■ Problem description: Convert every line of the material below into a JSON list of strings, one string per line, with blank lines skipped. Leave the pictures out of the list.
* Start Dataset excerpts *
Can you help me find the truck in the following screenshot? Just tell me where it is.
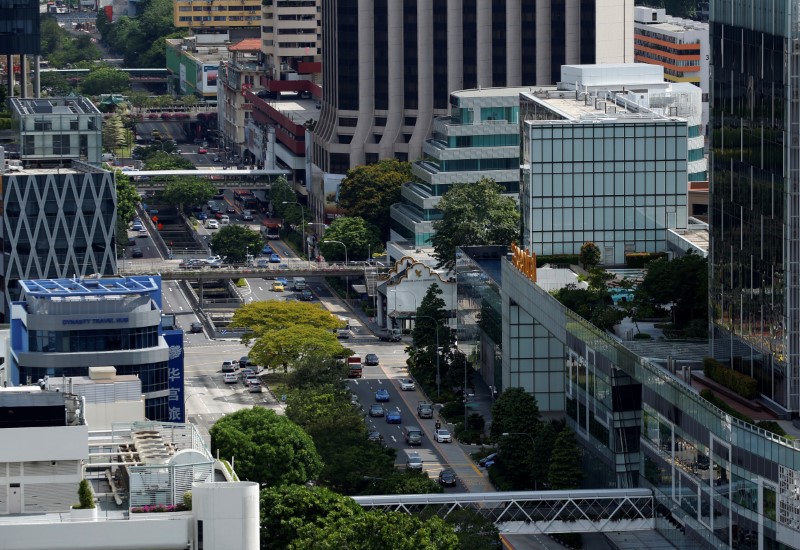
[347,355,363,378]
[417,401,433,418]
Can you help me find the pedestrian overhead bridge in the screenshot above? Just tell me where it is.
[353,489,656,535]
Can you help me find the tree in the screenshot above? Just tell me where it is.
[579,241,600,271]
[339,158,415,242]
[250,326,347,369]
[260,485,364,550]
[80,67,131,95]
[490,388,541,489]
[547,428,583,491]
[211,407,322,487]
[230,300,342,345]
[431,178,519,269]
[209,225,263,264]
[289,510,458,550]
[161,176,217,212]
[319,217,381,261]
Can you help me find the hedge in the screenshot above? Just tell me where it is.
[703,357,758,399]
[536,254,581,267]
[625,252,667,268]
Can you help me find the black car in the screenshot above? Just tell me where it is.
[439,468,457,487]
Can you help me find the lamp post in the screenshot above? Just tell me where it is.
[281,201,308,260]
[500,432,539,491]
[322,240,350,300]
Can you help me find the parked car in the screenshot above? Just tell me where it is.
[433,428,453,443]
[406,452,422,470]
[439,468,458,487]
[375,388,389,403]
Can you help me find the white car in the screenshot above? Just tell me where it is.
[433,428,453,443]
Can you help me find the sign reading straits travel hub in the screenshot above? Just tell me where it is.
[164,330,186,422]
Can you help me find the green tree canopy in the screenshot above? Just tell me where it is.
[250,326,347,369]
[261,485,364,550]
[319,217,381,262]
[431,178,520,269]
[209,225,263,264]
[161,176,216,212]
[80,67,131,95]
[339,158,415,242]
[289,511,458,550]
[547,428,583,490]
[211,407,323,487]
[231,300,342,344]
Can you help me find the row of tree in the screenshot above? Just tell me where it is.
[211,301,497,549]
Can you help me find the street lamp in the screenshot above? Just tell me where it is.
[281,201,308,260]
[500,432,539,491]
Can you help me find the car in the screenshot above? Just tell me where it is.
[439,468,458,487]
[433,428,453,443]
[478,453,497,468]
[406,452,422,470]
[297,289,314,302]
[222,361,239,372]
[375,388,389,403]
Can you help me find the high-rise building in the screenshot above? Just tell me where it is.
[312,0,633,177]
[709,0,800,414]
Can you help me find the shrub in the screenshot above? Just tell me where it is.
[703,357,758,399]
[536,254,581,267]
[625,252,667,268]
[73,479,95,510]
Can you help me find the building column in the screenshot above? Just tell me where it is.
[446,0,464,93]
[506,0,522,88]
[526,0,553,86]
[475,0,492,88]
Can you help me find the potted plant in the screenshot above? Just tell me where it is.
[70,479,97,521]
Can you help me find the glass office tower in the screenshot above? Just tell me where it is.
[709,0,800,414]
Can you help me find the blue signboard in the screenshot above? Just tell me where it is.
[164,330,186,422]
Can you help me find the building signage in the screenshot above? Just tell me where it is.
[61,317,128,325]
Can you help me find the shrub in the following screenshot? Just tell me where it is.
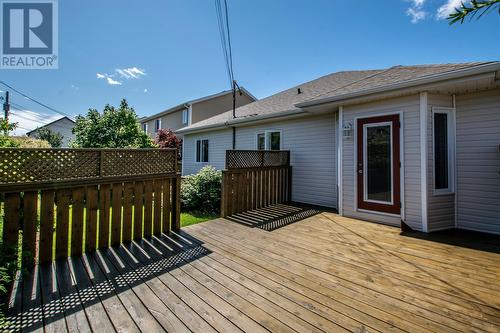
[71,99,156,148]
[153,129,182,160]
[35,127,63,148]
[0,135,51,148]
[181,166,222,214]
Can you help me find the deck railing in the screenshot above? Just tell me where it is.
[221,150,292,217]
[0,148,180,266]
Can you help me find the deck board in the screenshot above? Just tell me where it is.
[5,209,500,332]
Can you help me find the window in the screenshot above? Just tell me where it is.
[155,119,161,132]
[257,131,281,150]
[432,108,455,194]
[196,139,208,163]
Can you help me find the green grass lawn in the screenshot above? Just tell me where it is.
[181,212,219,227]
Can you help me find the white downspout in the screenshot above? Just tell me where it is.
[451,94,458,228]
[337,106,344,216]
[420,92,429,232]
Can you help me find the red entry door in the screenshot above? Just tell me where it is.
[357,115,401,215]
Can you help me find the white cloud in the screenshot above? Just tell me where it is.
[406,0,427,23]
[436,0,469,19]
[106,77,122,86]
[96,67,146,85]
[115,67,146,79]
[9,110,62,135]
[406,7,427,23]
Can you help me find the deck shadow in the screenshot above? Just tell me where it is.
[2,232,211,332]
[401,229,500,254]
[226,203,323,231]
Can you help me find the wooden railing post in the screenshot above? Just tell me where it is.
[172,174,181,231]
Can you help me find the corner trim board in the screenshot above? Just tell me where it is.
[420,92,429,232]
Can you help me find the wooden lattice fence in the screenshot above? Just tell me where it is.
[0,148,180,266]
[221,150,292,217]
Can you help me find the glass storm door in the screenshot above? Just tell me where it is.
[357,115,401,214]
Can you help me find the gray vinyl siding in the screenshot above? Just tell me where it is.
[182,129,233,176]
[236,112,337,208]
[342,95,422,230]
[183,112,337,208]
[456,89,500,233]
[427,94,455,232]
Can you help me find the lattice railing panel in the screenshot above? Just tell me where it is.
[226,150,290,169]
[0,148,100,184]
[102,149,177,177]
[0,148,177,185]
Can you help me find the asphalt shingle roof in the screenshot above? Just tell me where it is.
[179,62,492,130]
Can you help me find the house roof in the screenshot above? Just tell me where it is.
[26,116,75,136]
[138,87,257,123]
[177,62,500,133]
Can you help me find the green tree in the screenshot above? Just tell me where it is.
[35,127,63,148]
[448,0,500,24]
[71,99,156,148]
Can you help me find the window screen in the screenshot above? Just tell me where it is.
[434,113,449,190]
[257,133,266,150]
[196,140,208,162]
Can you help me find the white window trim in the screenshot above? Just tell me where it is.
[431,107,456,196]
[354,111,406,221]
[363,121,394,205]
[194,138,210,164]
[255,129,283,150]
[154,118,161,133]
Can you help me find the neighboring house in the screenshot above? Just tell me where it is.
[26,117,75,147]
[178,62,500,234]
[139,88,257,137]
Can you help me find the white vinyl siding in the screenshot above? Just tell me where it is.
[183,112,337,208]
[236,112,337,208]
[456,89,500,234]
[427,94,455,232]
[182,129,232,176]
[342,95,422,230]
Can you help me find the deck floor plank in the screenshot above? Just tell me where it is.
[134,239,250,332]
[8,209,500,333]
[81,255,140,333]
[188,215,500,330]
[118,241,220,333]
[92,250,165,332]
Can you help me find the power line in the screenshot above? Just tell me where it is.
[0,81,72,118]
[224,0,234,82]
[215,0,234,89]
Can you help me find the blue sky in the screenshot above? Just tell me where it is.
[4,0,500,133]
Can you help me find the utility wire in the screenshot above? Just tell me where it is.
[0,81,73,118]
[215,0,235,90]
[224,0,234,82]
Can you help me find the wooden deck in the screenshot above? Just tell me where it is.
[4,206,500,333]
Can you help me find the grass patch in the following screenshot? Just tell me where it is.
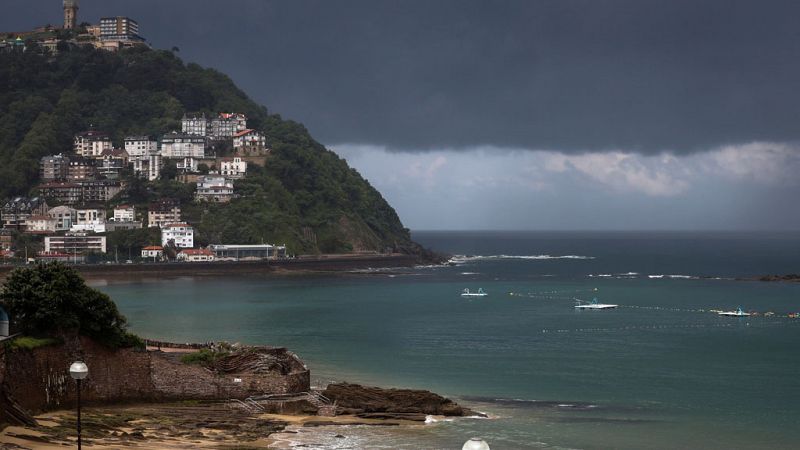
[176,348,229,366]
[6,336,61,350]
* End Dataset excerpts *
■ Exercise response:
[
  "Can you help me find the truck in the following screenshot? Just tell me where it is.",
  "[347,355,363,378]",
  "[417,401,433,418]",
  "Can you help me find the pedestrian overhead bridge in the screenshot above? Just tell me where it is.",
  "[353,489,656,535]",
  "Can you help me find the tree in the screenshot above? Just tell me where it is.",
  "[579,241,600,271]",
  "[339,158,415,242]",
  "[250,326,347,369]",
  "[260,485,364,550]",
  "[80,67,131,95]",
  "[490,388,541,489]",
  "[547,428,583,491]",
  "[211,407,322,487]",
  "[230,300,342,345]",
  "[431,178,519,269]",
  "[209,225,263,264]",
  "[289,510,458,550]",
  "[161,176,217,212]",
  "[319,217,381,261]",
  "Can you help me find the hedge in the screenshot above? Just tell me where it is.",
  "[703,357,758,399]",
  "[536,254,581,267]",
  "[625,252,667,268]",
  "Can you help me find the black car in the screenshot above? Just tell me where it is.",
  "[439,468,457,487]",
  "Can you help me find the lamp post in the screenshot above? Just tell me where it is.",
  "[281,201,308,260]",
  "[500,432,539,491]",
  "[322,240,350,300]",
  "Can you help me find the parked car in the screenshot above? Just tell me where it is.",
  "[433,428,453,443]",
  "[406,452,422,470]",
  "[439,468,458,487]",
  "[375,388,389,403]",
  "Can you help me find the white car in the screenshot above? Just tell me where it is.",
  "[433,428,453,443]",
  "Can you help me find the sign reading straits travel hub in the screenshot above? Just tell me where it is.",
  "[164,330,186,422]",
  "Can you help me find the green tree canopy in the screenshot above? Just tell me where it is.",
  "[250,326,347,369]",
  "[261,485,364,550]",
  "[319,217,381,262]",
  "[431,178,520,269]",
  "[209,225,263,264]",
  "[161,176,216,212]",
  "[80,67,131,95]",
  "[339,158,415,242]",
  "[289,511,458,550]",
  "[547,428,583,490]",
  "[211,407,323,487]",
  "[231,300,342,344]",
  "Can you help me find the row of tree in the screenshot above? Just tell me where it is.",
  "[211,301,497,549]",
  "Can you help me find the street lamp in the screenshot above? Just tell me where it is.",
  "[281,201,308,260]",
  "[500,432,539,491]",
  "Can you help me find the car in the screenshot above? Just tell me where it is.",
  "[439,468,458,487]",
  "[433,428,453,443]",
  "[478,453,497,468]",
  "[406,452,422,470]",
  "[297,289,314,302]",
  "[222,361,239,372]",
  "[375,388,389,403]",
  "Can you help me find the high-rise building in the screenshot above? Just tell me where it is.",
  "[312,0,633,177]",
  "[709,0,800,414]",
  "Can you help me find the shrub in the screenshot above? Just tell me where it is.",
  "[703,357,758,399]",
  "[536,254,581,267]",
  "[625,252,667,268]",
  "[73,479,95,510]",
  "Can you help me find the building column in the screenshot above? Just tell me where it is.",
  "[446,0,464,93]",
  "[506,0,522,88]",
  "[526,0,553,86]",
  "[475,0,492,88]",
  "Can you help me find the potted plant in the screenshot above? Just tell me where it is.",
  "[70,479,97,521]",
  "Can you help me find the glass office tower in the screenshot above? Just tell me where it is.",
  "[709,0,800,414]",
  "Can you help me find the blue signboard in the screenshot above? Just tell me where it is.",
  "[164,330,186,422]",
  "Can you help me find the building signage in the screenshot above? Just tell me where it is.",
  "[61,317,128,325]",
  "Can you help me find the shrub in the following screenshot? Just tell me where it is.",
  "[71,99,156,148]",
  "[153,129,182,160]",
  "[35,127,63,148]",
  "[0,135,51,148]",
  "[181,166,222,214]",
  "Can you help me find the deck railing in the screenshot above? Just tell me where it is.",
  "[221,150,292,217]",
  "[0,148,180,266]",
  "Can you help me find the deck board in the screenshot above? Just tell me where it is.",
  "[5,209,500,332]",
  "Can you help me find the window in the screenshot above? Just tell me where it is.",
  "[155,119,161,132]",
  "[257,131,281,150]",
  "[432,108,455,194]",
  "[196,139,208,163]",
  "Can you help me find the green grass lawn in the screenshot above? Just tell me where it is.",
  "[181,212,219,227]",
  "Can you help me find the white downspout in the screenshot above? Just tell me where it is.",
  "[451,94,458,228]",
  "[337,106,344,216]",
  "[420,92,429,232]",
  "Can you help me find the red entry door in the screenshot above? Just tell me where it is.",
  "[357,115,401,215]",
  "Can you help me find the white cloud in the screenshot above? Just tell me where it is.",
  "[406,0,427,23]",
  "[436,0,469,19]",
  "[106,77,122,86]",
  "[96,67,146,85]",
  "[115,67,146,79]",
  "[9,110,62,135]",
  "[406,7,427,23]",
  "Can you help me find the deck shadow in the screenshot above? Just tell me where it is.",
  "[2,232,211,332]",
  "[401,229,500,254]",
  "[226,203,323,231]",
  "Can you help me find the wooden railing post in the screenshot above? Just tell me where it is.",
  "[172,174,181,231]",
  "Can you help me find the corner trim board in the screenshot above? Just tell me where it is.",
  "[420,92,429,232]",
  "Can you help me find the wooden lattice fence in the screenshot above? Just tell me where it is.",
  "[0,148,180,266]",
  "[221,150,292,217]",
  "Can you help me find the glass storm door in the screenshot above? Just tell me where it is.",
  "[357,115,401,214]",
  "Can you help me find the gray vinyl siding in the screenshot above? Just tell me where it is.",
  "[182,129,233,176]",
  "[236,112,337,208]",
  "[342,95,422,230]",
  "[183,112,337,208]",
  "[456,89,500,233]",
  "[427,94,455,232]",
  "Can you help me find the lattice railing panel in the screenshot above? Just tell me where it is.",
  "[226,150,290,169]",
  "[0,148,100,184]",
  "[102,149,177,177]",
  "[0,148,177,185]",
  "Can you help me find the asphalt shingle roof in the screenshot above? Just tell me where it is.",
  "[179,62,492,130]",
  "Can you help me find the house roof in the screenshot above? Just tell me where it is.",
  "[26,116,75,136]",
  "[138,87,257,123]",
  "[177,62,500,133]",
  "Can you help me find the green tree in the screenshot above? Just tell me where it is.",
  "[35,127,63,148]",
  "[448,0,500,24]",
  "[71,99,156,148]",
  "Can you help me find the window screen in the screenshot above? Just tell me where it is.",
  "[434,113,449,190]",
  "[257,133,266,150]",
  "[196,140,208,162]",
  "Can you help me find the white window trim in the screenshot above? Just tell me where it is.",
  "[431,107,456,196]",
  "[354,111,406,221]",
  "[363,121,394,205]",
  "[194,138,210,164]",
  "[255,129,283,150]",
  "[154,118,161,133]",
  "Can you help me find the neighboring house in the screenshot above? Just tell me where it is.",
  "[26,117,75,147]",
  "[178,62,500,234]",
  "[139,88,257,137]",
  "Can you help me find the white vinyl siding in the screenshot above? Just tell me where it is.",
  "[183,112,337,208]",
  "[236,112,337,208]",
  "[456,89,500,234]",
  "[427,94,455,232]",
  "[182,129,232,176]",
  "[342,95,422,230]",
  "Can you help me find the deck floor plank in the screenshot above? Just tell me where it is.",
  "[134,239,250,332]",
  "[8,209,500,333]",
  "[81,255,140,333]",
  "[188,215,500,330]",
  "[118,241,220,333]",
  "[92,250,165,332]",
  "Can you help me find the power line in the screenshot above? Just tell me where it is.",
  "[0,81,72,118]",
  "[224,0,234,82]",
  "[215,0,234,89]",
  "Can you help me find the blue sky in the screenshot above? Just tell me where it is.",
  "[4,0,500,133]",
  "Can you help me find the utility wire in the screenshot above? Just tell me where it is.",
  "[0,81,73,118]",
  "[215,0,235,90]",
  "[224,0,234,82]",
  "Can you help me find the wooden deck in the screenshot above? Just tell me where it is.",
  "[4,206,500,333]",
  "Can you help me find the grass patch in the following screenshot? Just tell me where it is.",
  "[176,348,229,366]",
  "[6,336,61,350]"
]